◆ PROBLEMS AND TASKS ◆
1) From the NBDPN text, list every kind of person it names among the organization's members.
2) Retype the passage of the NBDPN text that opens with the words "The National Birth" and stops after the words "academics and parents.".

◆ PAGE EXCERPT ◆
%%

= National Birth Defects Prevention Network =

The National Birth Defects Prevention Network (NBDPN) was founded in 1997. It is a 501(c)3 not-for-profit volunteer organization whose members are involved in birth defects surveillance, prevention and research. It was created with help from the Centers for Disease Control and Prevention to establish and maintain a national network of state and population-based programs for birth defects surveillance and research. The NBDPN is committed to the primary prevention of birth defects and improvement of outcomes for children and families living with birth defects through the use of birth defects surveillance data for research, program planning, and program evaluation. NBDPN members include public health officials, epidemiologists, academics and parents.

== Annual meeting ==
In early spring (late February or early March) of each year, NBDPN's members, partners and international colleagues gather together at NBDPN's annual meeting. Featured presentations and a variety of breakout sessions are scheduled to appeal to a diverse audience and cover birth defects surveillance, research, and prevention issues. Also on the annual meeting agenda are sessions designed to encourage information sharing and networking, such as poster presentations and exhibits.

== Annual Report ==
The NBDPN publishes its annual report in December Issue of the Journal of Birth Defects Research Part A (BDRA). The annual report has two parts: 1) a series of articles relating to various issues in surveillance, epidemiology, and the application of surveillance data to birth defects prevention and public health programs, and 2) statistical data from population-based surveillance programs across the United States. Previous reports were published as Teratology in 1997 and 2000–2002 and in BDRA since 2003. Additionally, the Spring issue of the Journal of Registry Management publishes articles on birth defects surveillance from NBDPN members and others on an annual basis.

== Collaborative Projects ==
The NBDPN helps facilitate collaborative projects that utilize data from state birth defects registries. Publications from some of these projects have been cited many times in the literature and during presentations. The list of publications resulting from the collaborative projects conducted by the NBDPN members can be found at NBDPN's website.

%%

◆ EXERCISE DATA ◆
%%

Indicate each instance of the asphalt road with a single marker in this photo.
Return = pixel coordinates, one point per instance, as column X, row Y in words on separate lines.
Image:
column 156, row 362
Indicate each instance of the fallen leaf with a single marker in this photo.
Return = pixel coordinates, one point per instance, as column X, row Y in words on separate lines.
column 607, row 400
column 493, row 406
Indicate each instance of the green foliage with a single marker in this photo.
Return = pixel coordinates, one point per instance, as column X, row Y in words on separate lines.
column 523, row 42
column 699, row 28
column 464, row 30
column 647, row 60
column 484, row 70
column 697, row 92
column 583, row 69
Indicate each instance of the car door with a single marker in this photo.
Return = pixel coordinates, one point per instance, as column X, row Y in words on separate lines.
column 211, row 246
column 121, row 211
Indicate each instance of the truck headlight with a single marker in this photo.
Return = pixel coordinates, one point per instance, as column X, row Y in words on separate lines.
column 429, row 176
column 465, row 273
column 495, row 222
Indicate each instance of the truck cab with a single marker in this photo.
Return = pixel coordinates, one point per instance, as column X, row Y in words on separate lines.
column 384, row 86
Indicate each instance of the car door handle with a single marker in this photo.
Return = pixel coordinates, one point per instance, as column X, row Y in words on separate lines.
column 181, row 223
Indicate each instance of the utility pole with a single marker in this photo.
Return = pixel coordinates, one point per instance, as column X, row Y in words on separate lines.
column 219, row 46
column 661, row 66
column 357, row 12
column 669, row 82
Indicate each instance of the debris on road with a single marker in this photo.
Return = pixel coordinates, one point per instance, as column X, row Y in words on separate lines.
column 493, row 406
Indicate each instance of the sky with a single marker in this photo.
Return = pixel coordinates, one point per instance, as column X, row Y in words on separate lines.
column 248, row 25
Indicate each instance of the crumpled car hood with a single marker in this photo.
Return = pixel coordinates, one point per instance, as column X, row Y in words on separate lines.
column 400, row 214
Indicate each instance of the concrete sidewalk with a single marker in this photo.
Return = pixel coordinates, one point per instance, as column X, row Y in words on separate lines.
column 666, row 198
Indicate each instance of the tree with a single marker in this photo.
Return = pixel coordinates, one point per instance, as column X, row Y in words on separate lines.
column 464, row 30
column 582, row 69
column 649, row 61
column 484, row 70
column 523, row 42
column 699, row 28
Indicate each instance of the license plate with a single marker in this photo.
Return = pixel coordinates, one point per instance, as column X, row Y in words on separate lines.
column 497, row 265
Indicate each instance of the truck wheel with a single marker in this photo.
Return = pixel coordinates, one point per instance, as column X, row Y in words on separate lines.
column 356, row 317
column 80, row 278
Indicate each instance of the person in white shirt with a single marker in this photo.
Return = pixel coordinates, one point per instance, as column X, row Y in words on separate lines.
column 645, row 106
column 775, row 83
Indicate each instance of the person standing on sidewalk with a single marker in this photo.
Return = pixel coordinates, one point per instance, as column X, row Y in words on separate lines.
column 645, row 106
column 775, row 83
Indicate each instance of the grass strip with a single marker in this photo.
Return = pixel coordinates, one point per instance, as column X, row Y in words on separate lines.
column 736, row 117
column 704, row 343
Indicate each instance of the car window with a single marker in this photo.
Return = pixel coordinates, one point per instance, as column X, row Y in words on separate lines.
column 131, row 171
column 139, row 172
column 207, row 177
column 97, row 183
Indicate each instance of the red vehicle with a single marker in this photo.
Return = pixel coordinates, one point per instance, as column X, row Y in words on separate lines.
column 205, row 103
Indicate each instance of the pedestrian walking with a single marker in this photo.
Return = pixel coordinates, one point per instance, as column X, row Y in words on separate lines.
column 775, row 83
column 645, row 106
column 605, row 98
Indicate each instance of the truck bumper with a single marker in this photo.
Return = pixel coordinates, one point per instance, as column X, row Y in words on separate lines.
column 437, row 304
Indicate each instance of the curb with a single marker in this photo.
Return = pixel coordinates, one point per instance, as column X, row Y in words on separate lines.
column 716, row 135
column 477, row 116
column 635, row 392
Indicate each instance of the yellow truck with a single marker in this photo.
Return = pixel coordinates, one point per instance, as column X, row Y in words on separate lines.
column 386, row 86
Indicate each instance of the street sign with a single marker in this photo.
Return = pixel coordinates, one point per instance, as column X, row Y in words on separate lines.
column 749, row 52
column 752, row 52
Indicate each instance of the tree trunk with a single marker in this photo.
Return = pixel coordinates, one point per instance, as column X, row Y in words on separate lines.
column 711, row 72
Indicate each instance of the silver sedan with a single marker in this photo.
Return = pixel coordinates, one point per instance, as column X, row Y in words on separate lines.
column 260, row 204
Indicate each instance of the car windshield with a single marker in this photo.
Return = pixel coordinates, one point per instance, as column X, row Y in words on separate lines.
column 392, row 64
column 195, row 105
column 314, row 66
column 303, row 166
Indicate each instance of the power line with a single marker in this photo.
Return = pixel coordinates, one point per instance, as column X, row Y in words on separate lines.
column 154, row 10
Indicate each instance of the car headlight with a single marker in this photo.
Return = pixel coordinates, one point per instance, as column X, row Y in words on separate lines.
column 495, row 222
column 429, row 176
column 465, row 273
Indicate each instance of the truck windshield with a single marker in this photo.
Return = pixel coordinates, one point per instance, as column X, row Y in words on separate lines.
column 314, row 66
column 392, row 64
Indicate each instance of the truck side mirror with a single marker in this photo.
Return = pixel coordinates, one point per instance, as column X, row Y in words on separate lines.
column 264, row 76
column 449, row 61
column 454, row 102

%%

◆ RESULTS IN ORDER ◆
1) Public health officials, epidemiologists, academics and parents.

2)
The National Birth Defects Prevention Network (NBDPN) was founded in 1997. It is a 501(c)3 not-for-profit volunteer organization whose members are involved in birth defects surveillance, prevention and research. It was created with help from the Centers for Disease Control and Prevention to establish and maintain a national network of state and population-based programs for birth defects surveillance and research. The NBDPN is committed to the primary prevention of birth defects and improvement of outcomes for children and families living with birth defects through the use of birth defects surveillance data for research, program planning, and program evaluation. NBDPN members include public health officials, epidemiologists, academics and parents.